Work to be completed: Every entry below, from first to last, should be copied exactly.

━━━ Data supplied

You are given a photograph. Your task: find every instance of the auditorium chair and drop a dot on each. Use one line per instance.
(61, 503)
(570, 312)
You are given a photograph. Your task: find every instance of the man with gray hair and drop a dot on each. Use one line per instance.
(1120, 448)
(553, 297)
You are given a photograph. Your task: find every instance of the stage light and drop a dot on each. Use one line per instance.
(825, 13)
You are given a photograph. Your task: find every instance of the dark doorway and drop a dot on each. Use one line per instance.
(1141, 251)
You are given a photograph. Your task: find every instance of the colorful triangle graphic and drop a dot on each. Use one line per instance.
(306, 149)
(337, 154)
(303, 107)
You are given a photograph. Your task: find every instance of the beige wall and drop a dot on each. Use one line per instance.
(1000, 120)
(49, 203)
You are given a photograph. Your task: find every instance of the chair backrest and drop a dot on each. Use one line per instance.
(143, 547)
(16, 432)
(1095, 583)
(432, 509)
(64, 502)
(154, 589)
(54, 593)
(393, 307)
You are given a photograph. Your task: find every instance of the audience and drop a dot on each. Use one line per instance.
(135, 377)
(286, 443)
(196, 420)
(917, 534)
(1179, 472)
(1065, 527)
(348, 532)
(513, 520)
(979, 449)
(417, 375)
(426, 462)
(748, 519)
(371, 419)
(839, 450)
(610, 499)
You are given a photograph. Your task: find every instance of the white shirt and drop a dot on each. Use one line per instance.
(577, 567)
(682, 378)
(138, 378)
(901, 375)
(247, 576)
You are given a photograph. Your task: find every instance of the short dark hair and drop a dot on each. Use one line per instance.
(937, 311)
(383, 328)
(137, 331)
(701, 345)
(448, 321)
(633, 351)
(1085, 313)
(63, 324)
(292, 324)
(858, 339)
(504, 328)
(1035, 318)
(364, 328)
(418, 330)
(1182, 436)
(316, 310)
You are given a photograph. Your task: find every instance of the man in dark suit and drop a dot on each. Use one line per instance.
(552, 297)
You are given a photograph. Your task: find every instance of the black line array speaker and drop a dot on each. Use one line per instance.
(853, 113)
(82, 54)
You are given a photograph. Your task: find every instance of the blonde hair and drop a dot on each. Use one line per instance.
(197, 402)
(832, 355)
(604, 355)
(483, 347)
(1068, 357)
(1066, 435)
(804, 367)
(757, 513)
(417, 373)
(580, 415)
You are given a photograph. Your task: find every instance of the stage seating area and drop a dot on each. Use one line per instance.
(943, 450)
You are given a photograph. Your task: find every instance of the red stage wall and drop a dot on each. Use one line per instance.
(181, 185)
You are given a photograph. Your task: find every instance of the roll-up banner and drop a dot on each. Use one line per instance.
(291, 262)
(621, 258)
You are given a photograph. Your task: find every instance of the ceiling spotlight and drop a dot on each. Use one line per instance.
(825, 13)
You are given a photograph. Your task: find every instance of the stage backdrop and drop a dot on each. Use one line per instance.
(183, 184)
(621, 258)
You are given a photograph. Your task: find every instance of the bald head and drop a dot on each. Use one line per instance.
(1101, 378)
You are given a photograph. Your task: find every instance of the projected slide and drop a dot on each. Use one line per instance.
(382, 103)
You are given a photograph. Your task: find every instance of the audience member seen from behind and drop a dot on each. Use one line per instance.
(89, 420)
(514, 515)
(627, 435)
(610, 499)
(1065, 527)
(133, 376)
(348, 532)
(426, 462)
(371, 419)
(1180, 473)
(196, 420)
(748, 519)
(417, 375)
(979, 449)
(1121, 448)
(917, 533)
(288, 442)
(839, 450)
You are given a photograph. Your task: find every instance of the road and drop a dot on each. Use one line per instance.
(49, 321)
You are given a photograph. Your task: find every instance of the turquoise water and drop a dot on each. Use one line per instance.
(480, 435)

━━━━━━

Output:
You are given a photograph. Your task: find every instance of the auditorium chair and drop a dot on each. Use one line per instance.
(61, 503)
(570, 312)
You are given a photograph. Your task: find every instance of the man with gray hair and drop a dot on each. Use one line per instance.
(1120, 448)
(553, 297)
You are given a photograph. Your task: find every instance of the stage light and drop a dot on each. Use one line per instance.
(825, 13)
You are given a photograph. Your task: find every instance of the dark doorway and drop a dot on each. Use one line per instance.
(1141, 251)
You are given a photograph. Your task: find every instance of the colorful triangle graphic and drop a dot on each. Use one line per instance.
(306, 149)
(337, 154)
(303, 107)
You are given a photograph. Your task: find every instance of the beige wall and drop a dot on each. Use one line per instance.
(1000, 120)
(49, 203)
You are given a photograph. Your task: find every instance of the chair backrest and drop a dot on each. Use one line per instance.
(143, 547)
(16, 432)
(1095, 583)
(432, 509)
(64, 502)
(154, 589)
(54, 593)
(393, 307)
You are given a photograph. Your task: find every instance of the audience and drop a dot on each. Use one line per instance.
(135, 377)
(286, 443)
(196, 420)
(917, 534)
(1179, 472)
(1065, 527)
(348, 532)
(513, 520)
(979, 449)
(417, 375)
(426, 462)
(748, 519)
(371, 419)
(839, 450)
(610, 499)
You are given a photograph. Your task: find every instance of the white shirt and drop a dot on each. Use one line per instance.
(577, 567)
(682, 378)
(138, 378)
(901, 375)
(247, 576)
You are given a photograph. Your task: find every instance of the short dark hair and drop a dot on each. Use one line per instance.
(937, 311)
(383, 328)
(137, 331)
(701, 345)
(448, 321)
(633, 351)
(1085, 313)
(63, 324)
(292, 324)
(858, 339)
(504, 328)
(1035, 318)
(364, 328)
(418, 330)
(1182, 436)
(316, 310)
You are given a photograph. Your task: find every instance of the man in dark suit and drop a dot on each. Use one line per instance.
(552, 297)
You are given a photograph. Your task: find every instance of the black line array speaker and drop a dot on each. Use one line per instance.
(853, 113)
(82, 54)
You are given a photograph. Your task: find every instance of the blonde hair and drop a dot on each. Use one line per instance.
(197, 402)
(832, 355)
(604, 355)
(483, 347)
(1068, 357)
(1066, 435)
(804, 367)
(757, 513)
(417, 373)
(580, 415)
You are given a photograph. Your task: find every instance of the stage seating area and drop a dot on each. Use one line per instance.
(943, 450)
You are given a photograph. Your task: find every instance of the red stage wall and drop a dot on each. Use one line per instance.
(181, 185)
You are given a photograph. Your task: find every instance of the roll-up banner and drop a dot on each. Use one line per instance.
(291, 262)
(621, 258)
You are given a photograph. Your task: find every instance of the ceiling spotlight and drop a dot on each. Use one line per instance.
(825, 13)
You are given a photograph. Your task: find every instance of the stage backdrop and drop a dot on each. Use one line per instance.
(183, 184)
(621, 258)
You are given a photograph. Your task: find every instance of the bald head and drop a dot on each. Use one line per instance.
(1101, 378)
You are given a photograph. Your task: find every instance of the projected slide and drop a dot on each. Use one line per instance.
(382, 103)
You are given a photograph. Your task: find every instance of the audience member seen from behind and drop a dot on each. Use one line per instance.
(89, 420)
(514, 515)
(627, 435)
(610, 499)
(1065, 527)
(133, 376)
(348, 532)
(426, 462)
(371, 419)
(1180, 473)
(196, 420)
(748, 519)
(417, 375)
(979, 449)
(1121, 448)
(917, 533)
(288, 442)
(839, 450)
You are given a photograph. Your task: find every instance of the road and drop a dot on each. Use one line per instance.
(49, 321)
You are given a photograph. Your task: find every instance of the turquoise water and drop a dot on each. Use one line per instance.
(480, 435)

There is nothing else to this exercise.